> _Page text_

-.-.-

Post-lockdown peak in 2022 for Australia’s live arts and entertainment industry

  • Reopening of largest markets after lockdowns saw peak in attendance and revenue
  • Contemporary music, musical theatre and contemporary music festivals top three categories for revenue and attendance
  • Behind the numbers, industry grappling with ‘long COVID’ impacts in 2023 and into 2024, with particular pressures for small to medium companies and not for profit sector

Australia’s live performance industry experienced a post-lockdown peak in attendance and revenue in 2022 after two years of disruption and cancellations caused by COVID-19.

Live Performance Australia’s 2022 Ticket Attendance and Revenue Report shows total revenue for 2022 was $2 billion while ticketed attendance reached 24.2 million in 2022. This was the second highest recorded attendance and revenue since the report commenced in 2004.

After collectively spending more than 200 days under lockdowns in 2021, audiences in the largest markets of Victoria and New South Wales led the return to performances, concert tours and festivals in 2022.

Victoria and NSW combined accounted for 67.8 per cent of live performance revenue and 62.4% of attendance.

Contemporary music, musical theatre, festivals (contemporary music), comedy and theatre were the top categories for revenue and attendance in 2022.

All categories overall experienced year on year growth in 2022, but not all categories have returned to their pre-pandemic levels. Some categories showed declines in attendance and revenue in some states and territories.

-.-.-

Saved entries
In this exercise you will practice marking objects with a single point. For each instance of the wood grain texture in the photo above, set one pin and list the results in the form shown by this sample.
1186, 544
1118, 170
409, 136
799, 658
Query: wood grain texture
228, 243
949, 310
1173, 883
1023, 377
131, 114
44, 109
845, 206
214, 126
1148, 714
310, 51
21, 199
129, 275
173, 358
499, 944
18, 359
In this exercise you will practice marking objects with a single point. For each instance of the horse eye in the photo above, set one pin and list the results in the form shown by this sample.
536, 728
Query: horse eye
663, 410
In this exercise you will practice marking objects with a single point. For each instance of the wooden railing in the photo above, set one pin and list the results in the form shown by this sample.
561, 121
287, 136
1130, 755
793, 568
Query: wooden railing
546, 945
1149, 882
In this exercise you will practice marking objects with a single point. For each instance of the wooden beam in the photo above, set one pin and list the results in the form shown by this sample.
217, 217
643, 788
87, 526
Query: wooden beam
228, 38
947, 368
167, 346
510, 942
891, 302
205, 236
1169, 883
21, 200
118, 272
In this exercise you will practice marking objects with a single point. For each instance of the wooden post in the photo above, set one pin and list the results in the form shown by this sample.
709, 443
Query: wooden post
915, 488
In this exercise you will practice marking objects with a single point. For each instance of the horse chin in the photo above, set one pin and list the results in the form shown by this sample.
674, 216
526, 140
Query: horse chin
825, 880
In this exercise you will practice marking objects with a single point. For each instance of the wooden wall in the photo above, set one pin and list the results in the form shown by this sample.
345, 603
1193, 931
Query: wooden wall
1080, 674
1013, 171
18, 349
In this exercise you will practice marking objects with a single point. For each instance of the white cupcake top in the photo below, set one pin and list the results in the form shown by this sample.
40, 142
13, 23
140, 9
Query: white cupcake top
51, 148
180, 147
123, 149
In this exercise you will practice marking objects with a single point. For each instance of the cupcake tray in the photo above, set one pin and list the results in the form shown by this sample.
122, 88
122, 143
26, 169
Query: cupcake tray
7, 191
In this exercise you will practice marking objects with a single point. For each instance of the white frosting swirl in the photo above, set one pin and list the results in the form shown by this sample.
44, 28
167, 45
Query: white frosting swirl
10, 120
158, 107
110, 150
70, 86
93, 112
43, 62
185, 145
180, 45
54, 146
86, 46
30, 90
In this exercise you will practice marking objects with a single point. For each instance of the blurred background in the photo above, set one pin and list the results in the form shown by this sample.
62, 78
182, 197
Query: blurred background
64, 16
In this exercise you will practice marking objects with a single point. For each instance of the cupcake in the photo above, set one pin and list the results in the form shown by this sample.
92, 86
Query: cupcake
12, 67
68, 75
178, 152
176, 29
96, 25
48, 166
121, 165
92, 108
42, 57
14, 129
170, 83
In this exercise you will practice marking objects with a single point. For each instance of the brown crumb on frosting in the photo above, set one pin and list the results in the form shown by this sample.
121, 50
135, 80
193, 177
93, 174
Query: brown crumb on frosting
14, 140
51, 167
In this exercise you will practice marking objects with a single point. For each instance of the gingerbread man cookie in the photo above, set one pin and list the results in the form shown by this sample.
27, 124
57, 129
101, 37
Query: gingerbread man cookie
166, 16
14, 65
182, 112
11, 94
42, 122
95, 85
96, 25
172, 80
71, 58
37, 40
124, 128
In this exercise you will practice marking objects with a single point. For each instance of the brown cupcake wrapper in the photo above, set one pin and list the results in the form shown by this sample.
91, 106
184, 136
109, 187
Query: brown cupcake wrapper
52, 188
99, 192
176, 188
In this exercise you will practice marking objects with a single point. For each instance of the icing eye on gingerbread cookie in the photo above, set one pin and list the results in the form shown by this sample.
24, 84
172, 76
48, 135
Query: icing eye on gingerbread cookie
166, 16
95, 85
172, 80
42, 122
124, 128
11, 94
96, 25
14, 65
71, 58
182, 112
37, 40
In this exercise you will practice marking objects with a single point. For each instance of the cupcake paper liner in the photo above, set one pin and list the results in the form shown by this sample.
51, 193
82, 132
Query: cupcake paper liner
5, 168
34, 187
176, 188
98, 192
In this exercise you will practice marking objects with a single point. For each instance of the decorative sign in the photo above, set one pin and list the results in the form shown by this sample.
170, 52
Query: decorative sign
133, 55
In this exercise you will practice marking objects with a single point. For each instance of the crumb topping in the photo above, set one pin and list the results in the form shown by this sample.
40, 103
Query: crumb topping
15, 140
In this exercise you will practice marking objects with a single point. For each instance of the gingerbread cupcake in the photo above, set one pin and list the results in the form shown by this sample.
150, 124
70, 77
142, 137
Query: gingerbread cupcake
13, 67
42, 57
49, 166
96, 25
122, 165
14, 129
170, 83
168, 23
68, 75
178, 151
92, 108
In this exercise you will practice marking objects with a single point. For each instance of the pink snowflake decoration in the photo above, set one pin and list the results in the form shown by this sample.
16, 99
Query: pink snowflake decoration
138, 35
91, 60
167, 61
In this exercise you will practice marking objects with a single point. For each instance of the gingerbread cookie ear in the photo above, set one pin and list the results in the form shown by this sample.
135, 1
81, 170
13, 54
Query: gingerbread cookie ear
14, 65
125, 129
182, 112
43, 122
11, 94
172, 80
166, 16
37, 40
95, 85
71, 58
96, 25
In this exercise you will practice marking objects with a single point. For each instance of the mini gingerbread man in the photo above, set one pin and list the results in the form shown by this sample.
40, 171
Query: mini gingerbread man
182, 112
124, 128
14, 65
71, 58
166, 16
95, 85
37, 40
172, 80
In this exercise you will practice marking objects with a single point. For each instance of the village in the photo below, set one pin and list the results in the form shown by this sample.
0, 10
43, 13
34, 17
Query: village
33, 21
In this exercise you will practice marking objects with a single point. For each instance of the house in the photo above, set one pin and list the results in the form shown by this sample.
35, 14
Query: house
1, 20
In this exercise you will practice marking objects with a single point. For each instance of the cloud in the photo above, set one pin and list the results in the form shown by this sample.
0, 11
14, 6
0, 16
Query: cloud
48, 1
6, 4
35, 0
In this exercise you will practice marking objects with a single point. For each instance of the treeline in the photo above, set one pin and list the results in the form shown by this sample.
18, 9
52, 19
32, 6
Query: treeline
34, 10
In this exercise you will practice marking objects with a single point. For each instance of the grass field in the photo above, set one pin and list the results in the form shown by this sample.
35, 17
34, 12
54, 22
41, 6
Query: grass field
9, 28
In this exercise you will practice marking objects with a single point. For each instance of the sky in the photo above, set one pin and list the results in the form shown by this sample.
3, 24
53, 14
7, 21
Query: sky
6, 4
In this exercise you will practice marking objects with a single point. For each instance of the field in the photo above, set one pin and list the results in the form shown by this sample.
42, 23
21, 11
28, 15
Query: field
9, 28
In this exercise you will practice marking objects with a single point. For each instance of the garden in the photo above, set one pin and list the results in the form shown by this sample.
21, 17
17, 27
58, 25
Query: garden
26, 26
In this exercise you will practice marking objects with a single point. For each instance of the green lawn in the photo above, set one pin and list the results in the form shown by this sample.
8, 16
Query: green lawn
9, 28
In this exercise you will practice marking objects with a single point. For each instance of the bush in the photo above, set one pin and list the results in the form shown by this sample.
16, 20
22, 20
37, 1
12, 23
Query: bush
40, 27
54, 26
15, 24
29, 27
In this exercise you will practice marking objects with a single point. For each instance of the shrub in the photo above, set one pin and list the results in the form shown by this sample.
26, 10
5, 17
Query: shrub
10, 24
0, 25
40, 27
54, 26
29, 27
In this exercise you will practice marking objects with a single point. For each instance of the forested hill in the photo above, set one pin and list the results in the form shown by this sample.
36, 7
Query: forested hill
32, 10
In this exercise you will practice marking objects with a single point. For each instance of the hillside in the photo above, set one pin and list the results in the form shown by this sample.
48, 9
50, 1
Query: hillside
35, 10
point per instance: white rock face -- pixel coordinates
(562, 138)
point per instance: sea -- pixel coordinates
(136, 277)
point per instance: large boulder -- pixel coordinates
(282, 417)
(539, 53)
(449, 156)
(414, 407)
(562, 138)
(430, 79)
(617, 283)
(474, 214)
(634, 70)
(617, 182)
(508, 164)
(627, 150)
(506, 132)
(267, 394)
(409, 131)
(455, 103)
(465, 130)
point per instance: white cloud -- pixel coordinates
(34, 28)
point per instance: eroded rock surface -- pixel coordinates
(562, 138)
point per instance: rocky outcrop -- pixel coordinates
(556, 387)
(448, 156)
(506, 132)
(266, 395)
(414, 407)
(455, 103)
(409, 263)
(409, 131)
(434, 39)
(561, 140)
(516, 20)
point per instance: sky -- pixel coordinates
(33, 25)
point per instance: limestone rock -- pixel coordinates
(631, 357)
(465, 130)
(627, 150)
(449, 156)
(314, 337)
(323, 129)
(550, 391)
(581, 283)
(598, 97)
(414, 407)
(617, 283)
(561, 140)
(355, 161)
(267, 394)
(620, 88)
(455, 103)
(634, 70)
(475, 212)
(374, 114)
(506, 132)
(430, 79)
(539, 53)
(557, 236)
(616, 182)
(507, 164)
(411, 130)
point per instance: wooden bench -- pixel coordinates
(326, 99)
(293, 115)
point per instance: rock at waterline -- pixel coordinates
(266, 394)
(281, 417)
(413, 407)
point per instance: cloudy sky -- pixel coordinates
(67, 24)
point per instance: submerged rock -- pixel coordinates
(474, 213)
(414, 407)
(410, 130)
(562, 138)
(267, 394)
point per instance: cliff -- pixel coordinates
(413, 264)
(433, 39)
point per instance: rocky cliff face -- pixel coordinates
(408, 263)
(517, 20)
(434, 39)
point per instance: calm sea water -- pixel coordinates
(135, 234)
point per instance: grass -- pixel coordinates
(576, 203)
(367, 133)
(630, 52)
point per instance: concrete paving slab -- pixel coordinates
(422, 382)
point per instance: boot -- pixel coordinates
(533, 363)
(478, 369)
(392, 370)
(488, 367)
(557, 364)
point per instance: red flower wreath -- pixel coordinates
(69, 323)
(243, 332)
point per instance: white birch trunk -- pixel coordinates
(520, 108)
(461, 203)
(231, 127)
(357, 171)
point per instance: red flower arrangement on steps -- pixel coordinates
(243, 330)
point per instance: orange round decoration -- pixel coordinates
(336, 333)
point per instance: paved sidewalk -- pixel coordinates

-.-.-

> _Required action 1_
List the five categories that the article on Australia's 2022 live performance figures names as the top ones for revenue and attendance that year.
> _Required action 2_
Carry on the article on Australia's 2022 live performance figures, starting after its last sentence.

> _Task answer 1_
Contemporary music
Musical theatre
Festivals (contemporary music)
Comedy
Theatre

> _Task answer 2_
Contemporary music experienced the largest growth in revenue and second largest growth in attendance amongst all categories in 2022, although this was compared to 2021 which saw the lowest attendance and revenue numbers in two decades due to COVID-19. It led market share for revenue (35.2%) and attendance (35.9%) in 2022.

Contemporary music festivals experienced the second highest growth in revenue and the highest growth in attendance in 2022, following the poorest results in the previous two years for more than a decade due to the pandemic.

Combined, contemporary music and festivals (contemporary music) recorded close to half of total revenue ($940m) and almost 42% in total attendance.

In 2022, musical theatre recorded its highest ever revenue and attendance results and is the second largest contributor to overall revenue and attendance, at 25.9% and 17.6% respectively.

LPA Chief Executive Evelyn Richardson said: ‘Australians love live performance, and more people attended a contemporary music performance than the AFL, more saw a musical theatre show than the NRL, and theatre attracted bigger audiences than the A-League.

‘We saw many audiences come back to their favourite shows, venues and festivals in 2022 as COVID-19 restrictions were lifted and borders reopened, especially in Victoria and New South Wales.

‘There was also a lot of pent-up demand in 2022 for shows, tours and festivals that had been delayed or rescheduled from the previous couple of years due to COVID-19 restrictions and border closures.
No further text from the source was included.